* **Page**
____

Judge Guts Trump-Era Case Against Rocker Raided For Photo Shoot Promoting His Band

Justin Coffman spent a month behind bars and had his home raided because of his band's promotional photo shoot.
A federal judge has gutted the federal case against Justin Coffman, who was targeted by a Trump-appointed federal prosecutor last year.
A federal judge has gutted the federal case against Justin Coffman, who was targeted by a Trump-appointed federal prosecutor last year.
Justin Coffman

A senior federal judge has gutted a criminal case championed by a Trump-appointed top federal prosecutor against a rock musician who posted promotional photos for his band on Facebook and had his home raided as a result.

Justin Coffman, a member of an anarcho-punk band called The Gunpowder Plot, was the target of a June 2020 home raid in Jackson, Tennessee, after he posted three professionally shot images on his band’s Facebook page. The photos showed him standing in front of a police vehicle and posing with a fake Molotov cocktail behind his back.

____

* **Data supplied**
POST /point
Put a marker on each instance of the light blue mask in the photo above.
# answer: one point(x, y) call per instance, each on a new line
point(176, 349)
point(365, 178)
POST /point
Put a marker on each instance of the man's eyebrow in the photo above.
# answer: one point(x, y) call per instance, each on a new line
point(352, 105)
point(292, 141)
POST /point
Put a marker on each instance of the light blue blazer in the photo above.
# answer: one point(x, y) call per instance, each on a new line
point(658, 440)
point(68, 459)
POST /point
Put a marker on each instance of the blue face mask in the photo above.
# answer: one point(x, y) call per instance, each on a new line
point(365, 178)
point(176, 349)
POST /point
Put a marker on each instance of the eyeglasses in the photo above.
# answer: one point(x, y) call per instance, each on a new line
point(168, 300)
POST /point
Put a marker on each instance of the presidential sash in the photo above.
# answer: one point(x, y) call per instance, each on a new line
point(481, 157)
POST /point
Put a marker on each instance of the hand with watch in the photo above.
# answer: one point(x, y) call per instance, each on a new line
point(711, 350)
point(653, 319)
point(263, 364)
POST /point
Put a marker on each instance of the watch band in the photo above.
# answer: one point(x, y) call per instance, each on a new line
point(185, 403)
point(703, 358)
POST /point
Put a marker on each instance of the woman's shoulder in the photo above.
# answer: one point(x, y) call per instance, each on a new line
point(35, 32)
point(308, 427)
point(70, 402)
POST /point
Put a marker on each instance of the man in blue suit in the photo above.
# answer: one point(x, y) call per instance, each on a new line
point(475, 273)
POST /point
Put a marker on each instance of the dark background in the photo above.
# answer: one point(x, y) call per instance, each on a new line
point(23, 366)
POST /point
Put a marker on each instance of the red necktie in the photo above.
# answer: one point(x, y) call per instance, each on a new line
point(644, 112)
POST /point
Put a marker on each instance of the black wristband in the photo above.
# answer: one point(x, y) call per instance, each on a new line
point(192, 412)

____

* **Problems to work on**
**A.** In the article about the Coffman case, give the passage again, starting with "A senior federal" and going on through "behind his back.", with "Facebook" replaced by "Instagram".
**B.** Shorten the paragraph of the Coffman article that begins "Justin Coffman, a member of" into a single sentence, keeping its main facts.

* **Answers by task**
**A.**
A senior federal judge has gutted a criminal case championed by a Trump-appointed top federal prosecutor against a rock musician who posted promotional photos for his band on Instagram and had his home raided as a result.

Justin Coffman, a member of an anarcho-punk band called The Gunpowder Plot, was the target of a June 2020 home raid in Jackson, Tennessee, after he posted three professionally shot images on his band’s Instagram page. The photos showed him standing in front of a police vehicle and posing with a fake Molotov cocktail behind his back.

**B.** Justin Coffman, a member of the anarcho-punk band The Gunpowder Plot, had his home in Jackson, Tennessee, raided in June 2020 after posting three professionally shot images on the band's Facebook page that showed him in front of a police vehicle with a fake Molotov cocktail behind his back.